ЧТО ТРЕБУЕТСЯ »
Воспроизведите все строки всех записей ниже вместе с запросами, изменив каждое число в координатах контуров прибавлением -15. Изображения в ответ не включайте.

ЗАПИСИ НАБОРА ДАННЫХ »
-------
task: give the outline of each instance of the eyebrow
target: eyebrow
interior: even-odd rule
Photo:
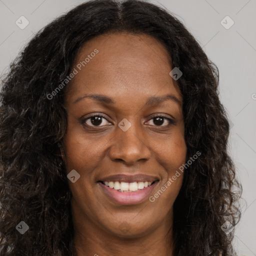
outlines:
[[[77,102],[82,100],[86,98],[92,98],[94,100],[100,102],[100,103],[105,103],[108,104],[116,104],[116,102],[112,98],[100,94],[84,94],[82,97],[80,97],[77,98],[73,104],[74,104]],[[172,102],[176,102],[182,106],[182,103],[174,95],[172,94],[168,94],[163,96],[152,96],[148,98],[146,106],[156,106],[160,104],[160,103],[166,101],[170,100]]]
-------
РЕЗУЛЬТАТ ЗАДАНИЯ »
task: give the outline of each instance of the eyebrow
target: eyebrow
interior: even-odd rule
Photo:
outlines:
[[[62,87],[67,85],[71,83],[77,83],[79,85],[85,87],[85,88],[90,88],[93,89],[101,89],[101,87],[97,83],[85,79],[69,79],[67,82],[65,82],[62,83],[58,89],[59,89]],[[157,87],[161,87],[167,91],[167,88],[159,80],[157,79],[153,79],[148,81],[137,81],[133,83],[131,91],[141,91],[145,89],[145,88],[151,86],[155,85]]]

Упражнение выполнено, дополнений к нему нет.